Rows from a dataset
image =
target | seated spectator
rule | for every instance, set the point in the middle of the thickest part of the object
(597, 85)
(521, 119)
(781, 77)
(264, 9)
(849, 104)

**Problem statement**
Substitute "person in the stands" for "seated spectator" in the records and write them out again, keeping everything else unchanged.

**Solution for this exercise**
image =
target | person in the stands
rule | for every instance, set the point in the middle of the thickest part of the object
(597, 85)
(521, 119)
(781, 77)
(264, 9)
(849, 104)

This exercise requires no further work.